From the line that includes "Note for the class: annotate every instance of the tree" to the last line of the records, inclusive, repeat each line exactly.

*** Opening Provided records ***

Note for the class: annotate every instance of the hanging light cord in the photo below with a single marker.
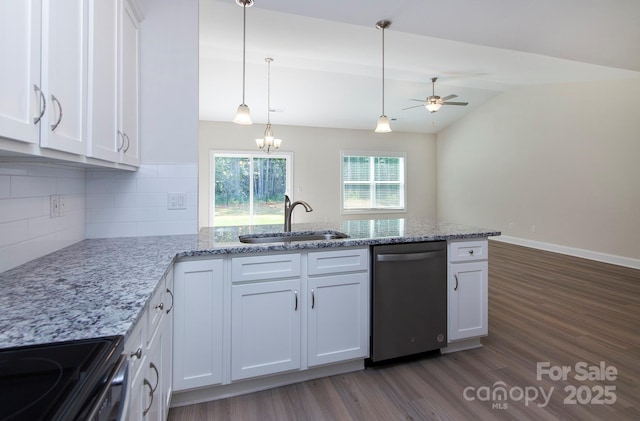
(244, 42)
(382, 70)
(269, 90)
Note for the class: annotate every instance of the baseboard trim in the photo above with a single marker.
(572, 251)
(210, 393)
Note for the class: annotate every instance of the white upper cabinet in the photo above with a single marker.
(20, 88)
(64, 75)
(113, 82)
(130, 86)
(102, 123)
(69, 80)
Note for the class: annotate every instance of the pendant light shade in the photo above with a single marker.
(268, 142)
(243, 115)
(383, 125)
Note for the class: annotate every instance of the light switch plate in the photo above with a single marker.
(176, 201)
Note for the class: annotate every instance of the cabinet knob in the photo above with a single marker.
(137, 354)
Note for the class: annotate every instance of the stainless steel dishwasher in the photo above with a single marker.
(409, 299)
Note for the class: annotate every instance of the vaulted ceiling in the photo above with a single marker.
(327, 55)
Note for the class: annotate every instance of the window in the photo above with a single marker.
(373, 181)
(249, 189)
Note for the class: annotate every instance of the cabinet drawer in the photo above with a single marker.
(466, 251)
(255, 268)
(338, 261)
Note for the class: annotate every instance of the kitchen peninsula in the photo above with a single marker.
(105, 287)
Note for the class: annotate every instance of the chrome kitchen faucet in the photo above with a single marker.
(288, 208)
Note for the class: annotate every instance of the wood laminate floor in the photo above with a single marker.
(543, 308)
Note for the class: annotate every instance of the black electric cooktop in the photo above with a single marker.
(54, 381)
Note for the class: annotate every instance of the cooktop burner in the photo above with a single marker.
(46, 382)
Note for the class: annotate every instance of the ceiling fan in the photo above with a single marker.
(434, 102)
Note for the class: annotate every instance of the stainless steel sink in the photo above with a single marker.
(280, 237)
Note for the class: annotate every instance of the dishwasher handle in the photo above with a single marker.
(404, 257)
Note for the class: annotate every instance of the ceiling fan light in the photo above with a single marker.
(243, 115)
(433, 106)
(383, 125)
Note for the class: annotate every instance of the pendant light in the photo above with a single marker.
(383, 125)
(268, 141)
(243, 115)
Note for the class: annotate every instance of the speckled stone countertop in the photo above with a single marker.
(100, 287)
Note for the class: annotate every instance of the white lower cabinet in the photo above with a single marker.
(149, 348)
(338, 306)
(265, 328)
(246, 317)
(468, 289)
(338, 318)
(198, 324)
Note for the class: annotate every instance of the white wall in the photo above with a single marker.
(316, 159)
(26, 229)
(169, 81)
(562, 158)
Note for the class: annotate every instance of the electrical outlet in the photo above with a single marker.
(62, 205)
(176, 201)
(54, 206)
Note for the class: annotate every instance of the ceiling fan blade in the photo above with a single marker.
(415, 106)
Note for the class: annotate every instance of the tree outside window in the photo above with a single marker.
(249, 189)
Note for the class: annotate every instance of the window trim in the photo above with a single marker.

*** Closing Provided records ***

**Exercise solution:**
Note for the class: annotate every instance of the tree outside window in the photo above with a single marker.
(249, 189)
Note for the class: annotate every instance of the window trim in the photo above with a single marker.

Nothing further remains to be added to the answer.